The task calls for every line of the data to be repeated exactly.

##############################

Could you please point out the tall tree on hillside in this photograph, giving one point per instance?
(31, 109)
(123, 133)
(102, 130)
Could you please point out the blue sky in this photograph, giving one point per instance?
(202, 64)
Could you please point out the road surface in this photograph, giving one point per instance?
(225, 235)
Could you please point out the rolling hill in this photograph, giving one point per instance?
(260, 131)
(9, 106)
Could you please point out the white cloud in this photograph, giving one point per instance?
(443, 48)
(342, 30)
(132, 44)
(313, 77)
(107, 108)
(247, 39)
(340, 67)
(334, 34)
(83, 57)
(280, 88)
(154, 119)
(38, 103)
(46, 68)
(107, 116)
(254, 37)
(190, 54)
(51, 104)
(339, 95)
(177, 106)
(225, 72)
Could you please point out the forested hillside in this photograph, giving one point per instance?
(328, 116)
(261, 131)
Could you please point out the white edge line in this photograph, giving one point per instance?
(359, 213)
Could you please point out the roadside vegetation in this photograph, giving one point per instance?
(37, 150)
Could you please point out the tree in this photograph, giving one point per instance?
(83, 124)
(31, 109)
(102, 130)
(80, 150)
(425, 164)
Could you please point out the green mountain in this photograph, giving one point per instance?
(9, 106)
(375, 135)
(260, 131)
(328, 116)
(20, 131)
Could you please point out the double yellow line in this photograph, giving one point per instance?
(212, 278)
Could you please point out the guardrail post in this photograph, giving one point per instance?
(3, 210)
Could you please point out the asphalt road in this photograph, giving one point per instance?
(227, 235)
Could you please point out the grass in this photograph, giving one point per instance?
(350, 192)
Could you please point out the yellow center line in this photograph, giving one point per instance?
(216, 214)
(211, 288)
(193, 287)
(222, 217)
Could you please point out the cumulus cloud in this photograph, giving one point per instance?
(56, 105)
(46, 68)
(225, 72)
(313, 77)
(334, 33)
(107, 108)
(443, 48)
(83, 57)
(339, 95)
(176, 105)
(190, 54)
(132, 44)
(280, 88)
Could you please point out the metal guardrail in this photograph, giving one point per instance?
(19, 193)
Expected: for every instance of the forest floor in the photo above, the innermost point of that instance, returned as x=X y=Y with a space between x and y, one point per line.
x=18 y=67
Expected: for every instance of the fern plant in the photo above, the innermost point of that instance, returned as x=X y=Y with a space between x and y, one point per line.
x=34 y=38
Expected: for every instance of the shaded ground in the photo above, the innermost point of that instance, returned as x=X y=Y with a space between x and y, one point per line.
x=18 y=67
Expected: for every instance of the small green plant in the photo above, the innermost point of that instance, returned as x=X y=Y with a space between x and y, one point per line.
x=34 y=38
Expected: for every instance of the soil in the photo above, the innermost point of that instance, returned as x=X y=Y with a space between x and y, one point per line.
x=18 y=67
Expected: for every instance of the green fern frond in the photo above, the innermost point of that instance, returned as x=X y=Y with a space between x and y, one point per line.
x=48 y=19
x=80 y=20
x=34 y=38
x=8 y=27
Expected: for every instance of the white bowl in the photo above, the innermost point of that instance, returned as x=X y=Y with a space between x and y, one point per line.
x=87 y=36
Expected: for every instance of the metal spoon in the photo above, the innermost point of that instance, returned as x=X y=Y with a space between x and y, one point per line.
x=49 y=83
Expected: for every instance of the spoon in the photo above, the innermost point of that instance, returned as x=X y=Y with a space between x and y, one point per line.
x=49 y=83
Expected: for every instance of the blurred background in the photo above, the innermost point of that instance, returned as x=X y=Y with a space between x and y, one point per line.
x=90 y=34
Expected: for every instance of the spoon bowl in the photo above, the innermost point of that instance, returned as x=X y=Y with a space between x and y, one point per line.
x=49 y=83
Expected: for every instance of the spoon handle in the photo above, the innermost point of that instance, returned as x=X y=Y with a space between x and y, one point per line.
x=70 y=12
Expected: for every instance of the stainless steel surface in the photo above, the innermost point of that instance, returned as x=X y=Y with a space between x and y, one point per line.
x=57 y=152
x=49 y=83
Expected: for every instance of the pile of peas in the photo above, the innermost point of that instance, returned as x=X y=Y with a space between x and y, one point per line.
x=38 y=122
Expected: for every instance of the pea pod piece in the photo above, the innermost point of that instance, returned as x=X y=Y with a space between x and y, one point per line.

##############################

**Result**
Could you please point out the tall tree on hillside in this photograph, giving one point per instance?
(31, 109)
(123, 133)
(102, 130)
Could you please point out the blue sky in this photograph, giving one point per instance?
(202, 64)
Could you please point out the road surface in this photograph, giving one point per instance?
(225, 235)
Could you please point out the rolling hill in this photograph, giving one point per instance?
(260, 131)
(9, 106)
Could you please point out the white cloud in this photograph, giving one point per instance?
(443, 48)
(342, 30)
(132, 44)
(313, 77)
(107, 108)
(247, 39)
(340, 67)
(334, 34)
(83, 57)
(280, 88)
(154, 119)
(38, 103)
(46, 68)
(107, 116)
(254, 37)
(190, 54)
(51, 104)
(339, 95)
(177, 106)
(225, 72)
Could you please point out the forested hillside in this photograph, giving one point per instance?
(328, 116)
(261, 131)
Could you please point out the white edge line in this photograph, giving one point per instance?
(359, 213)
Could you please point out the roadside vegetation in this photograph, giving one point per instance?
(37, 150)
Could you please point out the tree in this photograph, giving one point per instance?
(83, 124)
(31, 109)
(102, 130)
(80, 150)
(425, 164)
Could you please point out the green mountain in this photograph, giving one point per instance?
(9, 106)
(375, 135)
(260, 131)
(328, 116)
(20, 131)
Could you please point out the double yellow line in this photograph, giving one point per instance?
(212, 278)
Could you please point out the guardrail post in this photograph, giving one point per instance?
(3, 210)
Could you please point out the asphalt road in this photograph, giving one point per instance?
(227, 235)
Could you please point out the grass in this photograph, giving one point per instance?
(350, 192)
Could you please point out the yellow center line in this photograph, giving one point per instance?
(216, 214)
(211, 288)
(193, 287)
(222, 217)
Could you please point out the cumulus cloud in this photograph, giving one point per instance?
(56, 105)
(46, 68)
(225, 72)
(313, 77)
(334, 33)
(107, 108)
(443, 48)
(83, 57)
(339, 95)
(176, 105)
(190, 54)
(132, 44)
(280, 88)
Could you please point out the metal guardrail in this photograph, giving one point per instance?
(19, 193)
Expected: for every instance of the forest floor in the photo above, the innermost point of that instance, returned as x=X y=Y with a space between x and y, one point per line.
x=18 y=67
Expected: for every instance of the fern plant in the photo above, the innermost point of that instance, returned as x=X y=Y with a space between x and y, one point per line.
x=34 y=38
Expected: for every instance of the shaded ground in the photo above, the innermost point of that instance, returned as x=X y=Y with a space between x and y, one point per line.
x=18 y=67
Expected: for every instance of the small green plant in the photo above, the innermost point of that instance, returned as x=X y=Y with a space between x and y, one point per line.
x=34 y=38
Expected: for every instance of the soil in the photo above, the innermost point of that instance, returned as x=X y=Y with a space between x and y, one point per line.
x=18 y=67
Expected: for every instance of the green fern frond in the photo above, the innermost point of that instance, returned as x=X y=Y with a space between x and y, one point per line.
x=48 y=19
x=80 y=20
x=34 y=38
x=8 y=27
Expected: for every instance of the white bowl in the photo above, the innermost point of that instance, returned as x=X y=Y with a space between x and y, one point per line.
x=87 y=36
Expected: for every instance of the metal spoon in the photo above, the innermost point of that instance, returned as x=X y=Y with a space between x and y, one point per line.
x=49 y=83
Expected: for every instance of the spoon in the photo above, the innermost point of that instance, returned as x=X y=Y with a space between x and y, one point per line.
x=49 y=83
Expected: for every instance of the blurred background in the photo above, the innermost point of that instance, returned as x=X y=Y with a space between x and y, one point per line.
x=90 y=34
Expected: for every instance of the spoon bowl in the photo above, the innermost point of that instance, returned as x=X y=Y with a space between x and y, one point per line.
x=49 y=83
Expected: for every instance of the spoon handle in the photo above, the innermost point of that instance, returned as x=X y=Y with a space between x and y, one point per line.
x=70 y=12
Expected: for every instance of the stainless steel surface in the photo above, the innermost point of that instance, returned as x=X y=Y with a space between x and y, one point per line.
x=57 y=152
x=49 y=83
Expected: for every instance of the pile of peas in the photo above, the innermost point of that instance, returned as x=X y=Y with a space between x and y, one point per line.
x=38 y=122
Expected: for every instance of the pea pod piece in the photo above, the innermost point of that instance, returned as x=X y=Y with a space between x and y, one point per line.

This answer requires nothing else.